» **Text passage**:
- - -

Single Server Key-Value Store

It is easy to develop a key-value store that resides on a single server. The intuitive approach is to store key-value pairs in a hash table, keeping everything in memory. Although memory access is fast, it may not be possible to fit everything into memory due to space constraints. Two optimizations can be made to store more data in a single server:

  • data compression
  • Store only frequently used data in memory, the rest on disk

Even with these optimizations, a single server can quickly reach its capacity. A distributed key-value store is needed to support big data.

Distributed key-value store

A distributed key-value store is also known as a distributed hash table, which distributes key-value pairs across multiple servers. When designing distributed systems, it is important to understand the CAP ( C Consistency, A Availability, P Partition Tolerance) theory.

CAP theorem

The CAP theorem states that it is impossible for a distributed system to simultaneously provide more than two of the following three guarantees: consistency, availability, and partition tolerance. Let's clear up some definitions.

- - -

» **Entries**:
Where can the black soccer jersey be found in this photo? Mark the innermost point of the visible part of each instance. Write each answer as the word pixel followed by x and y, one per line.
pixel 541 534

- - -

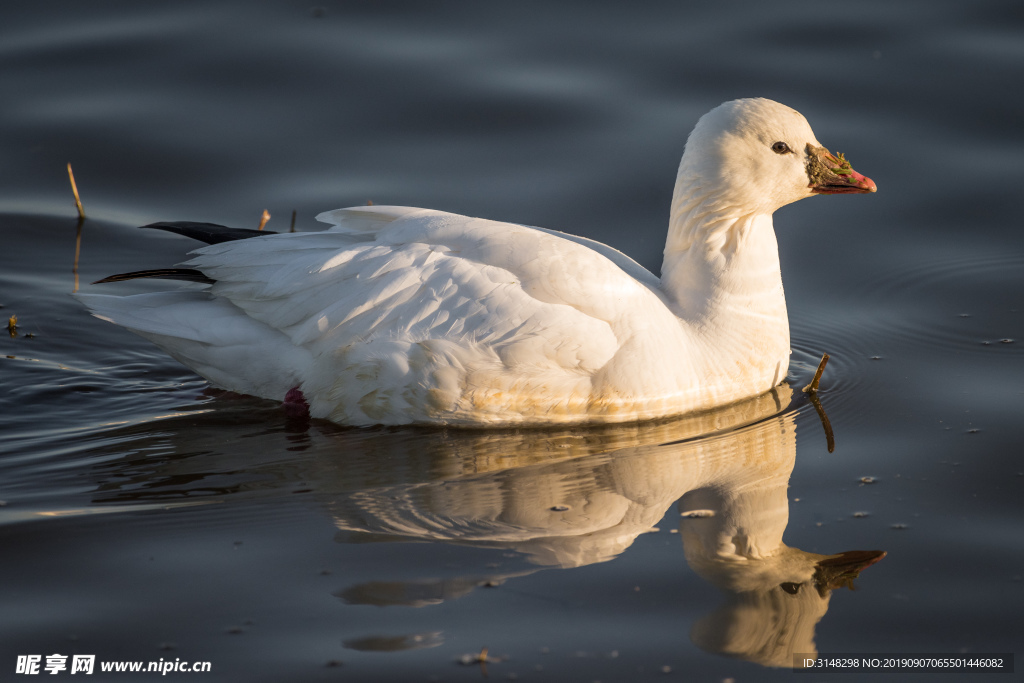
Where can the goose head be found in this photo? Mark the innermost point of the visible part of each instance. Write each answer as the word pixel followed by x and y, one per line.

- - -

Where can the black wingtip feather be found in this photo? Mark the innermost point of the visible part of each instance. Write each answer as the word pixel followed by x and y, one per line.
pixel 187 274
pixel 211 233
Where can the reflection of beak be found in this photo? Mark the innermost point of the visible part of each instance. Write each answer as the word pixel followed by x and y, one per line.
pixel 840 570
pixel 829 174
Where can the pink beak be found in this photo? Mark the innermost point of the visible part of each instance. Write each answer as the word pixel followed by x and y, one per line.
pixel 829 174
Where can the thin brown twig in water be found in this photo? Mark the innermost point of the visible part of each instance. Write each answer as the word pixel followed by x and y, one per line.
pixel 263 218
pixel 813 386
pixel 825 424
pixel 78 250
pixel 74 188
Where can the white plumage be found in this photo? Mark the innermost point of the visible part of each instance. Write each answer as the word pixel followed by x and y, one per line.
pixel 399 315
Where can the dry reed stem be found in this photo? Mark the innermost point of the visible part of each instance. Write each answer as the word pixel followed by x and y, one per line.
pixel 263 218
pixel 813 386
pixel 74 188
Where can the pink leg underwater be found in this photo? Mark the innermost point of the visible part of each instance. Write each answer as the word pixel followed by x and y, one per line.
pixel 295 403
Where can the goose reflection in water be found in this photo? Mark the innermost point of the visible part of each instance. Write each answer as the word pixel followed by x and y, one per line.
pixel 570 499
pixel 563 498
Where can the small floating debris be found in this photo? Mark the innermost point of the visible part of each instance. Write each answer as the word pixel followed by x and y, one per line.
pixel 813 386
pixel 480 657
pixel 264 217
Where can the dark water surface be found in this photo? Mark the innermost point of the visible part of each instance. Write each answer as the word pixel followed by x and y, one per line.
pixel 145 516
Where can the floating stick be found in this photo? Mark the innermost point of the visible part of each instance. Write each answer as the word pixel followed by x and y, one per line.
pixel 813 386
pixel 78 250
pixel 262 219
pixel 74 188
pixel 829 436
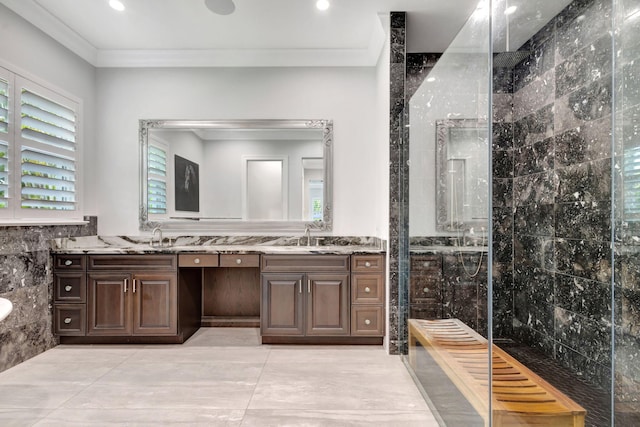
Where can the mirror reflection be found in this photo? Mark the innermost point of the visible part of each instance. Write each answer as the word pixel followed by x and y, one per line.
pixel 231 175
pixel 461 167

- - -

» **Direction A**:
Answer these from the key-value store passage:
(i) In the intuitive single-server approach, what data structure holds the key-value pairs?
(ii) What other name does a distributed key-value store go by?
(iii) According to the CAP theorem, how many of the three guarantees can a distributed system provide at once, at most?
» **Direction B**:
Return the part of the key-value store passage from "The CAP theorem" to "up some definitions.", copied word for word.
The material comes from a source separate from the key-value store passage.

» **Full answer A**:
(i) A hash table.
(ii) A distributed hash table.
(iii) Two.

» **Full answer B**:
The CAP theorem states that it is impossible for a distributed system to simultaneously provide more than two of the following three guarantees: consistency, availability, and partition tolerance. Let's clear up some definitions.